*** Opening RECORDS SUPPLIED ***

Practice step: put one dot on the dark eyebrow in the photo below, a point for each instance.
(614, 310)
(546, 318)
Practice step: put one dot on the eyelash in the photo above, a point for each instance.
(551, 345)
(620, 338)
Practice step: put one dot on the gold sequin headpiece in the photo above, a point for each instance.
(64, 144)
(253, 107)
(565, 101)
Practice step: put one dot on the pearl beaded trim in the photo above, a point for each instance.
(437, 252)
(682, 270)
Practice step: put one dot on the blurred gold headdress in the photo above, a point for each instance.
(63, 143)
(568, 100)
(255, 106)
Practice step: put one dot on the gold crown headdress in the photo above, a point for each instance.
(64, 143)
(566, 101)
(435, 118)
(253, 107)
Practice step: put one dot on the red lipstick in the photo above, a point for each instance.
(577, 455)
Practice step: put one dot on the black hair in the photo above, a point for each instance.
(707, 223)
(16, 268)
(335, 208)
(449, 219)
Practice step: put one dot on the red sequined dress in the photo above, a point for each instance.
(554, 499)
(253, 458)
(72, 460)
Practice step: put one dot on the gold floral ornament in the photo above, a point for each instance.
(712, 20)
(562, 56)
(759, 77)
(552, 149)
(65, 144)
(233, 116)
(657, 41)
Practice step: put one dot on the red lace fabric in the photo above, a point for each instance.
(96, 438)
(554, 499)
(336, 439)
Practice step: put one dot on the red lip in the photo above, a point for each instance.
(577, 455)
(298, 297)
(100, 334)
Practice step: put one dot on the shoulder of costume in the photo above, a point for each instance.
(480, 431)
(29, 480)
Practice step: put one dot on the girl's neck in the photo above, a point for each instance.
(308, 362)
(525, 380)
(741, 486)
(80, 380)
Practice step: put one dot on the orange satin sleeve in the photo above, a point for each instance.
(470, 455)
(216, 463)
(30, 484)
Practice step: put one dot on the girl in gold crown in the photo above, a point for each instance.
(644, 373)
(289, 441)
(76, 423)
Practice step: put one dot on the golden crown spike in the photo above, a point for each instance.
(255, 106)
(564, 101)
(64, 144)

*** Closing RECORDS SUPPLIED ***

--- TO DO ---
Give back each line above exactly as written.

--- SOLUTION TO THE EXERCISE ---
Practice step: put one dot on the dark eyebrow in the photo below, a point for each instance.
(614, 310)
(546, 318)
Practice step: put one dot on the eyelash in the photo above, a point for each instance.
(551, 345)
(620, 338)
Practice step: put one dot on the gold sequin headpiece in the photo above, a point for each instance.
(64, 144)
(253, 107)
(565, 101)
Practice step: put one dot on the pearl beaded trim in the photo above, a point for each instance.
(437, 252)
(682, 270)
Practice step: put one dot on the blurred gold headdress in the photo above, a point for each instance.
(63, 143)
(568, 100)
(255, 106)
Practice step: put one dot on the gold crown headdress in the photo above, a point for each instance.
(64, 143)
(566, 101)
(435, 118)
(253, 107)
Practice step: put one dot on the red lipstick in the photo above, a point for each instance.
(577, 455)
Practice step: put one dot on the black hair in the photo above, a point for each instance.
(707, 223)
(16, 268)
(335, 208)
(449, 219)
Practice step: put one dot on the red sequined dress in the photo above, a point for each instance.
(554, 499)
(253, 458)
(72, 460)
Practice step: put one dot on the gold floral ornament in the photo above, a point for each instance.
(712, 20)
(562, 56)
(759, 77)
(552, 149)
(65, 144)
(233, 116)
(657, 41)
Practice step: put one dot on the red lace fabric in the photo above, a point for each instance.
(96, 438)
(554, 499)
(336, 439)
Practice step: put one dot on the red lip in the photo above, a point for each instance.
(577, 455)
(298, 297)
(100, 334)
Practice step: put one dot on the shoulder of costume in the photo above, a point for each instance.
(480, 431)
(29, 480)
Practice step: put one dot on the girl's neck in the photo above, a point for each instance.
(308, 362)
(525, 380)
(741, 486)
(80, 380)
Practice step: put one dot on the orange satin sleeve in the photo above, a point for each instance.
(470, 455)
(216, 463)
(30, 484)
Practice step: put one dot on the girl in gold crown in the photo above, a point for each instance.
(644, 373)
(289, 441)
(76, 423)
Practice step: put one dot on the golden crown spike in the photo above, a point for each instance.
(255, 106)
(564, 101)
(64, 144)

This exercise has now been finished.